> [Challenges]
a) Print the passage from the comments on writing first drafts, starting at "Yes, I know" up to and including "much Yoga ;-)".
b) Proceed with the comments about messy first drafts, continuing past the last sentence shown.

> [Extracted text]
(begin)
You're very brave, Jen. It's hard to sit with our own failings and keep going. But you're right, it's a process, writing. Nothing comes out perfect (whatever that is) on the first try. I do still get bogged down in "premature" editing. I need to keep pushing forward, like you say, get a draft done, a messy draft (I'm working on a memoir).
Years ago I visited the Hemingway house in Key West, and I saw a handwritten page from one of Hemingway's drafts in his office, and I was struck by how he wasn't two lines in before he was crossing something out. And that's Hemingway. Good luck with your project.
that's a great story Pips! When I'm in a good place, I can sit in the gap between what I envisioned and what's on the page, just be with it. Have a good relationship with it. And that always feels very enlivening and honest. Good luck with your messy first draft!!
Yes, I know that guy, too. Thank you for sharing this! Soon after I declared myself a poet some weeks ago, my well ran dry. The stuff I wrote became boring... Then I tried a lot of well tested writing techniques... okayish. And then I asked myself why my self declared "it is only applied poetry" was better and more creative than my "poetry". And all the yoga books I ever read responded as a mantra choir: your expectations, dear, are wrong - ooommmm. Expectations of first drafts, of giving myself some space to grow, thoughts about "results" - though for me the best thing about writing is, well, writing, and "not having written this and that". It is the joy of images, playfulness, and listening to my inner voice. And it is about trusting myself, my desire to do it, and my processes of doing. And maybe Mr. Cringe tries to teach this... or maybe I had too much Yoga ;-)
(end)
> [Collected material]
(begin)
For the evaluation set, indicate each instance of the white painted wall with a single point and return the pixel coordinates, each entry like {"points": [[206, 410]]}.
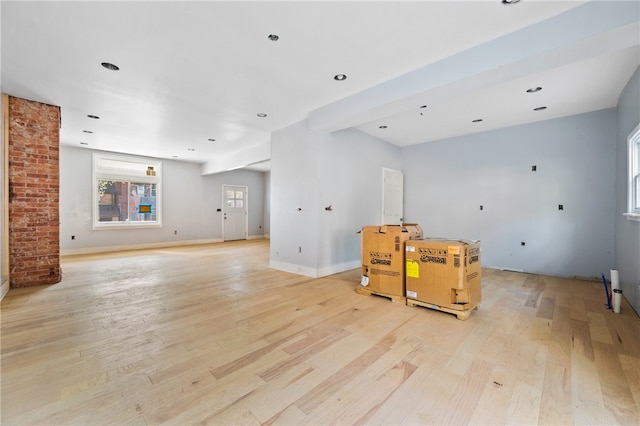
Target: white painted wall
{"points": [[312, 170], [627, 232], [267, 204], [447, 181], [189, 206]]}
(end)
> [Results of the exercise]
a)
Yes, I know that guy, too. Thank you for sharing this! Soon after I declared myself a poet some weeks ago, my well ran dry. The stuff I wrote became boring... Then I tried a lot of well tested writing techniques... okayish. And then I asked myself why my self declared "it is only applied poetry" was better and more creative than my "poetry". And all the yoga books I ever read responded as a mantra choir: your expectations, dear, are wrong - ooommmm. Expectations of first drafts, of giving myself some space to grow, thoughts about "results" - though for me the best thing about writing is, well, writing, and "not having written this and that". It is the joy of images, playfulness, and listening to my inner voice. And it is about trusting myself, my desire to do it, and my processes of doing. And maybe Mr. Cringe tries to teach this... or maybe I had too much Yoga ;-)

b)
That's lovely 🤗 so, together, with your beautiful impulses and insights, we get ourselves to a richer and more joyful way of living our dreams. Namaste 💖
Echoing others when I say: I, too, needed to read this today!
I'm thinking of writing a book myself (😬) but, as a perfectionist who always edits as she goes, I feel daunted by how exhausted I'll be by the drafting process of a longer work.
This is the perfect reminder that letting the first pass be totally cringe (somehow more resonant than the "shitty first draft," for whatever reason) is the only way I'll ever do it!
You have tipped me off my post on the fence. I will write that fantasy novel. I will let go and do it. Hearing the story about the literary family and expectation of "better" literature than "fantasy" really hit home. My husband wants me to write mysteries. I hate your average mystery, but he continues to suggest mystery plots to me. I'm gonna just stand up and dance my fantasy dance like nobody is watching. Thank you.
Just what I needed to hear as I get ready, again, to restart the writing after an unavoidable pause. Cringe is inevitable as I reread what I’ve written… thanks for the encouragement.
Oh yes totally. Your story about your journey means so much. And maybe the cringe factor and the willingness to sit and write through it gives a special something to the book, the savour of salty tears. Thank you
Happy to report I've stepped away from the ledge, thanks to this detail: "I do this because I once spent two years rewriting the first 40 pages of a novel." Thank you Jen for sharing such a specific example and for what followed: "Still, there are days I stop writing and sink into a funk because the gap between my taste and where my book is now is so ginormous." It is helping me plow through.
Im so so glad you are plowing through! I will say that when I quit fiction years ago, I didn’t understand it was the cringe factor. I just quit. It’s so fascinating how we are so opaque to ourselves.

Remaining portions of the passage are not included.